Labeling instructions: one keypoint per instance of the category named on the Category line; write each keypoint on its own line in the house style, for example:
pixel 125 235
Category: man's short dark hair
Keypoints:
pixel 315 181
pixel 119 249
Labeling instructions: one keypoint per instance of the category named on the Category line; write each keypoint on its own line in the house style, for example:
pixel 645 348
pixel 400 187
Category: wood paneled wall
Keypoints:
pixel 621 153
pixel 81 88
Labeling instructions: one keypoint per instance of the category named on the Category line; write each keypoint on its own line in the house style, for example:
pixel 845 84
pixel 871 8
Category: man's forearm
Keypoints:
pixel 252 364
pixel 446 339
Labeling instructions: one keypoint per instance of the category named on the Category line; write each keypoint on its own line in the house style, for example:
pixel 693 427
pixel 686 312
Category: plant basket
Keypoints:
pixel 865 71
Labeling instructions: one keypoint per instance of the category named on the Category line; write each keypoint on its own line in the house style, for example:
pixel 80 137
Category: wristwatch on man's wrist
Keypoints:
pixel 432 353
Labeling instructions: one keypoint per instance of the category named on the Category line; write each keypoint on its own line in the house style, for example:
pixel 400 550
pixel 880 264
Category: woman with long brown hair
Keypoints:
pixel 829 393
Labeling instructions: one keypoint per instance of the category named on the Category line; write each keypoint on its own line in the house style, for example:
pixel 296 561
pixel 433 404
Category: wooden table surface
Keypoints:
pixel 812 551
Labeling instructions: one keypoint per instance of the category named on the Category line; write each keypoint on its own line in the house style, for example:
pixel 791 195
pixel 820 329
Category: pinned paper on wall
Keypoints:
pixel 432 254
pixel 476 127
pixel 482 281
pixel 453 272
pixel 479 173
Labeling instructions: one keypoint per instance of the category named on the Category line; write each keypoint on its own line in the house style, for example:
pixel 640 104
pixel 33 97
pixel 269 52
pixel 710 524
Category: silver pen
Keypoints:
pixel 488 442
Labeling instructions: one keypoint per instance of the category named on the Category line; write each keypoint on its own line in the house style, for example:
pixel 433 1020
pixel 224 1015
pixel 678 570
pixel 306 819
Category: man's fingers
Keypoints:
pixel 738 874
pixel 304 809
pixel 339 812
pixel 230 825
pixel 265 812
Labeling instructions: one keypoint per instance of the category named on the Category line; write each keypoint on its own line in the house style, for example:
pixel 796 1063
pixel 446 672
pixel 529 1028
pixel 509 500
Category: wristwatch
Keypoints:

--

WHAT THIS TASK INVOLVES: Copy out the data above verbatim, from its first line through the line containing "pixel 119 249", including both of those lines.

TASK OUTPUT:
Labeling instructions: one keypoint per instance of the category named on the Category line; write each keypoint on its own line in the house style, for example:
pixel 125 235
Category: man's short dark hair
Keypoints:
pixel 315 181
pixel 119 249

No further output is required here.